**Set task 1:** Format the entries from the line containing "of the tall" through the last line of the entries as a JSON list of strings, one string per line, with blank lines omitted.

**Extract:**
----------
Let me pin down the official behavior.

  • The default expires_after_seconds is 3600 seconds (1 hour). If you need a longer reprocessing window, extend it explicitly.
  • With event_key_jmespath, specify which part of the payload to use as the idempotency key via JMESPath. If not specified, it uses the whole event as the key. Using a part where metadata (receive count, etc.) is mixed in as the key misidentifies the same processing as something different, so the point is to specify only the essential identifier.
  • Concurrent execution of the same payload makes the second one get an IdempotencyAlreadyInProgressError via the INPROGRESS lock (preventing swallowing of contention).
  • The hash is MD5 by default. The idempotency key is assembled from "the function name + the hash of the payload."

Self-built vs. Powertools usage: if you want to grasp domain-specific key design like multi-tenant isolation or "idempotency key + sort-key concatenation," self-built (2.2). If the standard "the same input returns the same result" is enough, Powertools (2.3). On the payment platform I chose the former, because I wanted to guarantee the tenant boundary and key design myself. If the requirement is ordinary, don't reinvent the wheel.

2.4 Failures you may retry vs. failures you must not

As important as idempotency is the line between "what you retry and what you fail immediately." Be sloppy here and you'll either melt cost and latency with useless retries, or endlessly spin a non-retryable failure. The next table generalizes the criteria I took on the payment platform.
----------
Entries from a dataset
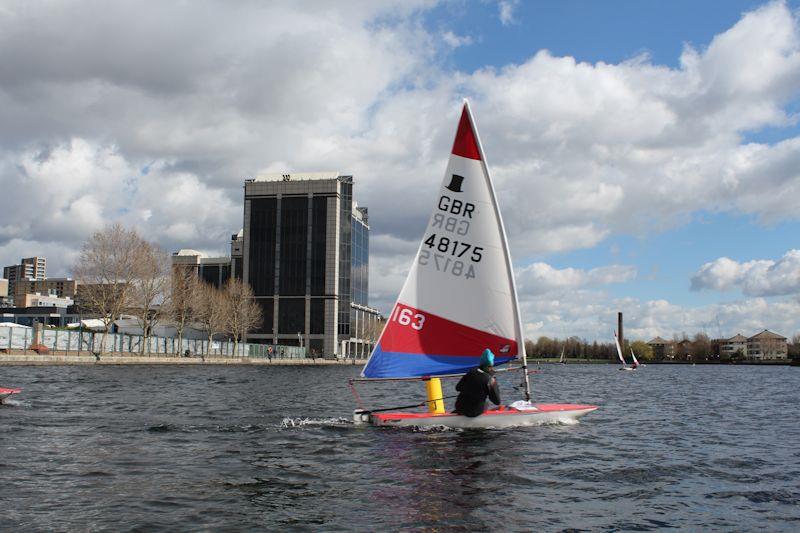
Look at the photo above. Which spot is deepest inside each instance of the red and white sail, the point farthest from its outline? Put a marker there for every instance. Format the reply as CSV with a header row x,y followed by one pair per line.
x,y
460,296
619,350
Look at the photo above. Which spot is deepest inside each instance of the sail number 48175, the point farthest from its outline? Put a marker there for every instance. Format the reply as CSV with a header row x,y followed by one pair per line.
x,y
407,317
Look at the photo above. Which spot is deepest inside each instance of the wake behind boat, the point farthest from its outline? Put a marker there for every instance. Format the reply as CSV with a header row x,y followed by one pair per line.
x,y
459,299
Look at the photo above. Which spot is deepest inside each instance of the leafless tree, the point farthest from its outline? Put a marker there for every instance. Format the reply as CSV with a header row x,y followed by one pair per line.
x,y
105,272
242,312
149,289
184,284
209,307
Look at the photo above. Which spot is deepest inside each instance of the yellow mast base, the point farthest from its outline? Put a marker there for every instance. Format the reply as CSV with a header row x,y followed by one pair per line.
x,y
435,401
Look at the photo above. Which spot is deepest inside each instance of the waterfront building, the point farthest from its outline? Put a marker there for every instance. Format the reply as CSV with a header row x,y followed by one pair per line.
x,y
237,249
767,345
29,268
736,346
44,300
305,253
213,270
662,348
59,287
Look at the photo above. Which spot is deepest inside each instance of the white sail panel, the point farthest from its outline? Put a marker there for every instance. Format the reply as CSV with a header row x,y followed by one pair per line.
x,y
459,297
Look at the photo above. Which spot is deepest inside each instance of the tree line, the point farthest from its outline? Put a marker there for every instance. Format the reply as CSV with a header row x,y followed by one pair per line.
x,y
119,272
697,348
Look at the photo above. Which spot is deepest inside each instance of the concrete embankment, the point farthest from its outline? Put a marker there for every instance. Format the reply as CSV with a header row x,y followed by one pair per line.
x,y
29,358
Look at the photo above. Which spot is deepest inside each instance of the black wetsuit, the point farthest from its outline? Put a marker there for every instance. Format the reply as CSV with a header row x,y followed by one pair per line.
x,y
473,389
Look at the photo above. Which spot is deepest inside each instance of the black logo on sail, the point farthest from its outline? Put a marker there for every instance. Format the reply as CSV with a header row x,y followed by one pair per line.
x,y
455,183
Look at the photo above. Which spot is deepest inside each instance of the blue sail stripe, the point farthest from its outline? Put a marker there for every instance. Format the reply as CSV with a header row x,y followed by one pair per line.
x,y
399,365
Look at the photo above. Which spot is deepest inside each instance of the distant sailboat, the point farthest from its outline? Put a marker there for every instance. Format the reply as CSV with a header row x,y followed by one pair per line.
x,y
619,353
5,393
636,363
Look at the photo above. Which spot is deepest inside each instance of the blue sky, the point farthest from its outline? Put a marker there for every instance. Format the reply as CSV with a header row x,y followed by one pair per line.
x,y
652,149
614,32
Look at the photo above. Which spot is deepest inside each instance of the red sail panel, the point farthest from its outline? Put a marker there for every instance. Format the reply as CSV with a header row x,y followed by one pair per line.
x,y
466,144
416,331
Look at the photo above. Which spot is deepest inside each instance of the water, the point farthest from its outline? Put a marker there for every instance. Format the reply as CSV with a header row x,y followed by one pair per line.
x,y
147,448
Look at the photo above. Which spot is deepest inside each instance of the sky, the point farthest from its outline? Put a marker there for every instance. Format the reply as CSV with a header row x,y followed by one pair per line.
x,y
646,155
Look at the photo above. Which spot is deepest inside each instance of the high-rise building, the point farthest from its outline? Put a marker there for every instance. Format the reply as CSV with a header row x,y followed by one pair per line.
x,y
29,268
305,247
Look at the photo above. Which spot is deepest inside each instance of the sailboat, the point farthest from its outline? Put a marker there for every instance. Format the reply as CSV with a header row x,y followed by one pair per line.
x,y
636,363
459,298
5,393
619,353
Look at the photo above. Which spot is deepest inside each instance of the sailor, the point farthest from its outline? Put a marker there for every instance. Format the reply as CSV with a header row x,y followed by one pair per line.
x,y
476,385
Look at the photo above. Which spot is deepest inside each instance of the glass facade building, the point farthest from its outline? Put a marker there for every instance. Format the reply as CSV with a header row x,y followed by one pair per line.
x,y
305,253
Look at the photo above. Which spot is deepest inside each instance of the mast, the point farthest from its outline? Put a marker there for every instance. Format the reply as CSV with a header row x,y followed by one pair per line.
x,y
509,267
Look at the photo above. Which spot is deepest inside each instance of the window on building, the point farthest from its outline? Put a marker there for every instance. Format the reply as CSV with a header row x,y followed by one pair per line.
x,y
294,231
317,317
291,316
261,268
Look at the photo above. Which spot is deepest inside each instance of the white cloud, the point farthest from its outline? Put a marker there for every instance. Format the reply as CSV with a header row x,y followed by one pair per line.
x,y
541,278
592,314
217,93
507,8
763,277
455,41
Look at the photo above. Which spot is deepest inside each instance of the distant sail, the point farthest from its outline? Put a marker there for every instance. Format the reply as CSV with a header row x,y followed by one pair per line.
x,y
619,350
635,361
459,297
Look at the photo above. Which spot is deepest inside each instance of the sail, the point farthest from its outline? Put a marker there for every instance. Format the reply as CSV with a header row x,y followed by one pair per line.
x,y
459,297
619,350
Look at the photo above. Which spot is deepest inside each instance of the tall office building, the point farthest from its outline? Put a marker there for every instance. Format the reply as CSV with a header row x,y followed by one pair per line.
x,y
304,252
29,268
----------
**Set task 2:** Pick up the text on idempotency and retry criteria after its final sentence and continue it.

**Written answer 1:**
[
  "Look at the photo above. Which spot is deepest inside each instance of the tall office building, the point farthest from its outline? Put a marker there for every instance. Format the reply as CSV with a header row x,y followed by one pair per line.",
  "x,y",
  "304,252",
  "29,268"
]

**Written answer 2:**
Kind of failureExampleRetry?Reason
Transient contention / throttlingTransactionConflict, ProvisionedThroughputExceeded, 5xx, network dropYes (exponential backoff + jitter)Can succeed given time. Safe if the operation is idempotent
Semantic failure (invalid input)ConditionalCheckFailed (already processed), 4xx, validation violationNo (immediate propagation)The result is the same no matter how many times. Retry is useless and harmful
Poison messageA record that becomes an exception no matter how many times processedNo → isolate to DLQDon't clog the main flow. Isolate and investigate the cause

On the payment platform, only on transient contention (TransactionConflict) did I retry "with a base 50ms × 2^n exponential backoff + jitter (±50%), up to 3 times," and didn't retry semantic failures (ConditionalCheckFailed) but propagated them immediately. In code it's like this.

"""リトライ対象を限定する指数バックオフ+ジッター。
一時的競合だけを再試行し、意味論的失敗は即座に上げる(fail fast)。"""
import random
import time
from botocore.exceptions import ClientError

RETRYABLE = {"TransactionConflict", "ThrottlingException",
             "ProvisionedThroughputExceededException"}

def with_backoff(fn, *, max_attempts: int = 3, base_ms: float = 50.0):
    for attempt in range(1, max_attempts + 1):
        try:
            return fn()
        except ClientError as e:
            code = e.response["Error"]["Code"]
            if code not in RETRYABLE:
                raise  # 意味論的失敗は再試行しても無駄 → 即伝播
            if attempt == max_attempts:
                raise
            # 基点 50ms × 2^(n-1)、ジッター ±50% で群衆突入(thundering herd)を散らす
            backoff = base_ms * (2 ** (attempt - 1))
            jitter = backoff * random.uniform(-0.5, 0.5)
            time.sleep((backoff + jitter) / 1000.0)

The jitter (±50%) is to scatter the situation where multiple consumers retry all at once at the same timing and collide again (thundering herd). Make the retry interval constant, and failures synchronize and ripple. Just shifting them randomly smooths the peaks of contention.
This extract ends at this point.